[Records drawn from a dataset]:
○ ○ ○ ○ ○
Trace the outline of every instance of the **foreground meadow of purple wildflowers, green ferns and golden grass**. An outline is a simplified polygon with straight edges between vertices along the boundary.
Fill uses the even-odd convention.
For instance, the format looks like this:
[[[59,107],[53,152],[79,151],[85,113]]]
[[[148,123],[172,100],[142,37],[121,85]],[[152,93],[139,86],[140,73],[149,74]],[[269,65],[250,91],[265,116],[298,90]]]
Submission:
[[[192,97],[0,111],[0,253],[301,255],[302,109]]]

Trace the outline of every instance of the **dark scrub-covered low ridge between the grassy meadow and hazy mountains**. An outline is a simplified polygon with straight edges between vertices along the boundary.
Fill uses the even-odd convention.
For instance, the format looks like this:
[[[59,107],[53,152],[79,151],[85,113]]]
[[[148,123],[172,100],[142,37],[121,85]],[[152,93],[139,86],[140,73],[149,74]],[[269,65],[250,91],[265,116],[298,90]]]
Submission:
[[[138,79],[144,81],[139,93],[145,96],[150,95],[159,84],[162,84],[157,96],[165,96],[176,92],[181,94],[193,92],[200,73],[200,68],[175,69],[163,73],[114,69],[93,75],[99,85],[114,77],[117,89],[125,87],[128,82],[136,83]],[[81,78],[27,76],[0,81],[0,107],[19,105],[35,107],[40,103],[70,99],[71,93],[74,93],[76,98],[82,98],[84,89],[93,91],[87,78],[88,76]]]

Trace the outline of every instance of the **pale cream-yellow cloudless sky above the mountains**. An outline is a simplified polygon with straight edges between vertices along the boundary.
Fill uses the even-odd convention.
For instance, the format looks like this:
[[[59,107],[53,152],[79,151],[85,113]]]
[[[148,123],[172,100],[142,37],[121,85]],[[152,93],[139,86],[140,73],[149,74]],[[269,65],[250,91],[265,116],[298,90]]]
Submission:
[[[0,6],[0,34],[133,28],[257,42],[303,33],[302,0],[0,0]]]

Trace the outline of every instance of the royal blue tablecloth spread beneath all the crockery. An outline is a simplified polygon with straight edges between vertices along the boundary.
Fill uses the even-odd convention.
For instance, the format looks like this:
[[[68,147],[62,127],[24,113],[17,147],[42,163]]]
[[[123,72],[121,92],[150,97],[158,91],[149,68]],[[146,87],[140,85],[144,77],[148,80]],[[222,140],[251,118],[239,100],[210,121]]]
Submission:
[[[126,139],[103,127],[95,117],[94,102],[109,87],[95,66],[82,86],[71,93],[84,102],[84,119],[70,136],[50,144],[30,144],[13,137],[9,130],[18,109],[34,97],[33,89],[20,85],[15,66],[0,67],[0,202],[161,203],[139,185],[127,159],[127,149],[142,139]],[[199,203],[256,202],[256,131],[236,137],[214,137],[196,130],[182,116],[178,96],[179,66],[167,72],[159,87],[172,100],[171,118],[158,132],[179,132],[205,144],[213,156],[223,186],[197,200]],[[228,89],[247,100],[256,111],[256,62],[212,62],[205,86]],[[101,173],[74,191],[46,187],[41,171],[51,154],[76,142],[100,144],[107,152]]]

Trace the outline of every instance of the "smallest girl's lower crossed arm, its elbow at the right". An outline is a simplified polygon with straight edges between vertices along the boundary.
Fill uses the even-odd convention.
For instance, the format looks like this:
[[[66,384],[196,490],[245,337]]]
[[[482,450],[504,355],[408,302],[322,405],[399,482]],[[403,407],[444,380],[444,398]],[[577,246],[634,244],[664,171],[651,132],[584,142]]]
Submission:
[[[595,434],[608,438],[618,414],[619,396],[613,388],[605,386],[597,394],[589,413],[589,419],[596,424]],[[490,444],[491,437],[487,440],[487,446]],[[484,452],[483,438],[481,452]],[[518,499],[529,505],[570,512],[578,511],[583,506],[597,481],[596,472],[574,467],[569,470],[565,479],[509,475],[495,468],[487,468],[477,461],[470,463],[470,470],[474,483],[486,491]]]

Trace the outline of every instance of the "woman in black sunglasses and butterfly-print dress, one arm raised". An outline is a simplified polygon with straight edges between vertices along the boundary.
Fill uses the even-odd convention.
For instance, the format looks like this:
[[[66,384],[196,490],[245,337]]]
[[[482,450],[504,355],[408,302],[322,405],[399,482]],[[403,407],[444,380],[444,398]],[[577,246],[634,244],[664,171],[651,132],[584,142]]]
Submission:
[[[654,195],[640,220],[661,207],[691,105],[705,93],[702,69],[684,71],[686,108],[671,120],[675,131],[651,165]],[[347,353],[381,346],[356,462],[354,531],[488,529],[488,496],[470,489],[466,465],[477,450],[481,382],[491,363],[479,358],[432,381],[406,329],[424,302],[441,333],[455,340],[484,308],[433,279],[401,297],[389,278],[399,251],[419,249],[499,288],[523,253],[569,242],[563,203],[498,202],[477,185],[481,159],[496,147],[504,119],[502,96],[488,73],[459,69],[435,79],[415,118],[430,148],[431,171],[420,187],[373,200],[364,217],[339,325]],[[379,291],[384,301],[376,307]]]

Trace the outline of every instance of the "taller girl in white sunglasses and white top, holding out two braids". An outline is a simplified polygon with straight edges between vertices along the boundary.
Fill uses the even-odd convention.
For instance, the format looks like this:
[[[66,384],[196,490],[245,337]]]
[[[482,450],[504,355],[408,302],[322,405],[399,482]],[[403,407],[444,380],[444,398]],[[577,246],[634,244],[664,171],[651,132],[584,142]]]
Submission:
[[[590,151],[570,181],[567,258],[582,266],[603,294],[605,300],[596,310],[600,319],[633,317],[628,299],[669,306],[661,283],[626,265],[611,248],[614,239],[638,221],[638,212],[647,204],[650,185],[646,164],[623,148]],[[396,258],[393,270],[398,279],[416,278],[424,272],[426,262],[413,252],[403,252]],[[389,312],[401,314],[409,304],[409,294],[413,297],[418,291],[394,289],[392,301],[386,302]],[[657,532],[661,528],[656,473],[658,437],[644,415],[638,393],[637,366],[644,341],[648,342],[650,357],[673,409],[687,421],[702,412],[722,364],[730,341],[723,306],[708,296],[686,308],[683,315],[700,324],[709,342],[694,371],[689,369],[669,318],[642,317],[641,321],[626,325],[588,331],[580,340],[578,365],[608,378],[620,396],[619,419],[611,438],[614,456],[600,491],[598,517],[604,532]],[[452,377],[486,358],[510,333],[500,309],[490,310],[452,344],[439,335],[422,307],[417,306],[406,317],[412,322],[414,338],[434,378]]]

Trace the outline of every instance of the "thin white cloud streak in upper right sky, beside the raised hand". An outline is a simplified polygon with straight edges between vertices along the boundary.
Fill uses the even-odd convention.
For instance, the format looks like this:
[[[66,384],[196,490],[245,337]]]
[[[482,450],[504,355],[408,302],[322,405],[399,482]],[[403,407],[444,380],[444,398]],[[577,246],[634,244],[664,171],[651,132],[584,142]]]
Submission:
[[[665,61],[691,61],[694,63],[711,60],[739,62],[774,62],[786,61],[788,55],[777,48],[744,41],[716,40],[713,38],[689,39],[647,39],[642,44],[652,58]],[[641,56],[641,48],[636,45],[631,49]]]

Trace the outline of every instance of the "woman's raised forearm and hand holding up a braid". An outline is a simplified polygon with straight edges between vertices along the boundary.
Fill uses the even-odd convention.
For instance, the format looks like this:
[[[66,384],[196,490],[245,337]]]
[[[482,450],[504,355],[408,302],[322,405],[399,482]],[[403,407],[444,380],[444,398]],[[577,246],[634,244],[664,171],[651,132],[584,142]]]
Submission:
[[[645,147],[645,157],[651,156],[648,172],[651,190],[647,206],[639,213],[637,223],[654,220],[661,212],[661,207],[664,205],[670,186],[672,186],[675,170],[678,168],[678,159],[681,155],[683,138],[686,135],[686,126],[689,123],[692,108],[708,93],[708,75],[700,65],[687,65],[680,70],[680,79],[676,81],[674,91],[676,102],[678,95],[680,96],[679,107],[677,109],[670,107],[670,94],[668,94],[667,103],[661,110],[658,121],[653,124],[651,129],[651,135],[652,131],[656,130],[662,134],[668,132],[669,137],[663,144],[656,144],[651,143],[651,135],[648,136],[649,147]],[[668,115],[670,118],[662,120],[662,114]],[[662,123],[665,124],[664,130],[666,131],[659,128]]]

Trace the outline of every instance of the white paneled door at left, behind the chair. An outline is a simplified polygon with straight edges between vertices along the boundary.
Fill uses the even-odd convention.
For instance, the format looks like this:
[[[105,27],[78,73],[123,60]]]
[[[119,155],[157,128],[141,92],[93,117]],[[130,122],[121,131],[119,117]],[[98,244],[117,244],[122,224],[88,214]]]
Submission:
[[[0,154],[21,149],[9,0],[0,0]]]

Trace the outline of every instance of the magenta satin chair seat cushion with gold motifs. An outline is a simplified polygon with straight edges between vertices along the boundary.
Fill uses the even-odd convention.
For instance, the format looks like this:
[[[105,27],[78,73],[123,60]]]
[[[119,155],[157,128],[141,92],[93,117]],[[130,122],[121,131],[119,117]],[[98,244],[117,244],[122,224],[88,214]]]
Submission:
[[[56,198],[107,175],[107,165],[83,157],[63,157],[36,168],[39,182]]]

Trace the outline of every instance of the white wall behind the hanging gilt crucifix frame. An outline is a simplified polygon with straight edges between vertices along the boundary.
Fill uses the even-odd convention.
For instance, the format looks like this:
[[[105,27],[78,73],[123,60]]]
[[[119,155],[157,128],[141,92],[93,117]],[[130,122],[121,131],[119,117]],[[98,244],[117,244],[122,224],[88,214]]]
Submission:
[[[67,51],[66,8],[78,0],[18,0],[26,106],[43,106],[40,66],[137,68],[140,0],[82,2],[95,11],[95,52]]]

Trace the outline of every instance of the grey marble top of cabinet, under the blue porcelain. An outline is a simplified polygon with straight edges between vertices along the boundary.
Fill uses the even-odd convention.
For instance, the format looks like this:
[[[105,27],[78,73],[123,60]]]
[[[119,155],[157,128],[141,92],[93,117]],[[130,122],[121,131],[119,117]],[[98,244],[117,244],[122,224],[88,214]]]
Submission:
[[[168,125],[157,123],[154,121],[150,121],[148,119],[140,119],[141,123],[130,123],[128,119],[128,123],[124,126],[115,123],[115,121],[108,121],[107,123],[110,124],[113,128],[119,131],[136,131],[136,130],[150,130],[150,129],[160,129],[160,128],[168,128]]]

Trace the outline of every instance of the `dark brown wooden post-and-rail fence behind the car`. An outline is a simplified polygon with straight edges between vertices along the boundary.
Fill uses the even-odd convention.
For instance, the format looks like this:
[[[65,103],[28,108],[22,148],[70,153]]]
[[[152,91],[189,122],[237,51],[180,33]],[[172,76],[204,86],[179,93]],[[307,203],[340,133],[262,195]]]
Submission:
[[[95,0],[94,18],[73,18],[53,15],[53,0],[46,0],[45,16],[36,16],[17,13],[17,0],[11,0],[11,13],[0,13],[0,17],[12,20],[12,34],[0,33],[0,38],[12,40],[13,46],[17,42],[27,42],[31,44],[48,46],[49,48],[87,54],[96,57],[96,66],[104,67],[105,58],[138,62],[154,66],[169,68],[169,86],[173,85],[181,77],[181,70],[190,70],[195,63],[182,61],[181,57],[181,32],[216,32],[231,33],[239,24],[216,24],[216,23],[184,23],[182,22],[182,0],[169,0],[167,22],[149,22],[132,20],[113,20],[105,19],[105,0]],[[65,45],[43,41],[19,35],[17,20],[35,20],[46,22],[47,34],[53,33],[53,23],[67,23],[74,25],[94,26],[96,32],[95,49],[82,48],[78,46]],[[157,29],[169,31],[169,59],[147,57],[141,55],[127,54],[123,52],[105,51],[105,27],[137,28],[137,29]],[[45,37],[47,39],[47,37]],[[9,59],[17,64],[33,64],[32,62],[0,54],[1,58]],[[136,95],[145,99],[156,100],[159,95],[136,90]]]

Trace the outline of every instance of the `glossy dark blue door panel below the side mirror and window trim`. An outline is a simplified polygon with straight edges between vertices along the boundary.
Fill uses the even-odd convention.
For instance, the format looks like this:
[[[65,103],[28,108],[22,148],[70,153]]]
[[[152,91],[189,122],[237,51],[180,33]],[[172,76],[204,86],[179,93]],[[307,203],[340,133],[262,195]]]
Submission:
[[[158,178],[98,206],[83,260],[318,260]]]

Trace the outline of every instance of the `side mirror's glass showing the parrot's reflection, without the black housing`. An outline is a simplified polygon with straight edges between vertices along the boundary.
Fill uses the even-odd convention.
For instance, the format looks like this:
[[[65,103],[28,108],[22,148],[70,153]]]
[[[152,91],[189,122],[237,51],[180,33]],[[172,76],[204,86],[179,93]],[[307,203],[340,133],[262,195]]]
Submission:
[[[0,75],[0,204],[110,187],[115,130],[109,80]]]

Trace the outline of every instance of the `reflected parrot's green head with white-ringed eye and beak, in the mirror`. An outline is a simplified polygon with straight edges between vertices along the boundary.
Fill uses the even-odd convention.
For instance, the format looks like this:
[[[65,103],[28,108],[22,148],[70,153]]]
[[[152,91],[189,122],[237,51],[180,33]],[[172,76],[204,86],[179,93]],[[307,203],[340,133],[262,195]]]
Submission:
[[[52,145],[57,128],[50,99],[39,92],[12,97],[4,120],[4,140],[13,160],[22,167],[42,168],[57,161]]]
○ ○ ○ ○ ○
[Work item]: Where a line in the records above contains the string "green", return that line.

[Expected answer]:
Trace the outline of every instance of the **foreground meadow of purple wildflowers, green ferns and golden grass**. An outline is a simplified polygon with straight edges between vertices along the boundary.
Trace the outline of every instance of the `reflected parrot's green head with white-ringed eye and beak, in the mirror`. An outline is a simplified polygon with straight edges between vertices along the boundary.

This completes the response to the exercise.